## TASKS TO COMPLETE
a – List every role the bootstrap page assigns to the archive storage.
b – Revise the bootstrap page between "FLUX is a self-organizing, autonomous, verifiable" and "else happens automatically.", inclusive, putting "auditable" in place of "verifiable".

## READING PASSAGE

····················

FLUX DOCUMENTATION SYSTEM Layer 4 — INFRASTRUCTURE | bootstrap flux.dantesisofo.com/wiki/bootstrap/

BOOTSTRAP

FLUX is not photo editing software.

FLUX is a self-organizing, autonomous, verifiable photographic archive system.

The photographer walks. The photographer photographs. Everything else happens automatically.

1. THE PRINCIPLE

The ideal workflow:

Shoot photos
→ transfer once
→ everything else happens automatically

The long-term vision:

Ricoh GR
→ iPhone / SD card reader
→ NAS
→ FLUX node detects new images
→ archive organization
→ metadata extraction
→ embeddings
→ auto-tagging
→ keeper ranking
→ issue generation
→ blockchain verification
→ publishing

The photographer becomes:

curator,
not administrator

2. HARDWARE

2.1 Compute Node

Apple Mac mini M4 Pro

Role: - FLUX brain - automation node - embedding engine - metadata processor - vector database node - keeper ranking system - issue generation engine - autonomous ingest worker

2.2 Archive Storage

Synology NAS — 2x mirrored IronWolf drives

Role: - canonical archive root - centralized corpus - permanent storage - ingest destination - AI dataset storage - metadata persistence

3. STORAGE PHILOSOPHY

NAS    = canonical archive
Mac mini = compute node
S3     = public distribution layer

The archive must never become dependent on: - one computer - one drive - one interface

The archive must become: - network-native - modular - persistent - decentralized-ready

4. CANONICAL NAS STRUCTURE

/FLUX_ARCHIVE/       ← every photograph ever made
/FLUX_SYSTEM/        ← automation scripts, generators, tools
/FLUX_PUBLIC/        ← staged public assets before S3 sync
/FLUX_METADATA/      ← SQLite databases, JSON metadata
/FLUX_EMBEDDINGS/    ← vector databases, embedding indices
/FLUX_ISSUES/        ← generated PDFs, contact sheets, manifests
/FLUX_LOGS/          ← ingest logs, processing logs, error logs
/FLUX_INBOX/         ← watch folder — incoming photographs land here

The inbox is the entry point. Everything flows outward from it automatically.

····················

## SOURCE MATERIAL
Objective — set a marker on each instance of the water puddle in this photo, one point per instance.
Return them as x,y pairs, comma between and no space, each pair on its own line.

····················

## ANSWERS TO EACH TASK
a –
- canonical archive root
- centralized corpus
- permanent storage
- ingest destination
- AI dataset storage
- metadata persistence

b –
FLUX is a self-organizing, autonomous, auditable photographic archive system.

The photographer walks. The photographer photographs. Everything else happens automatically.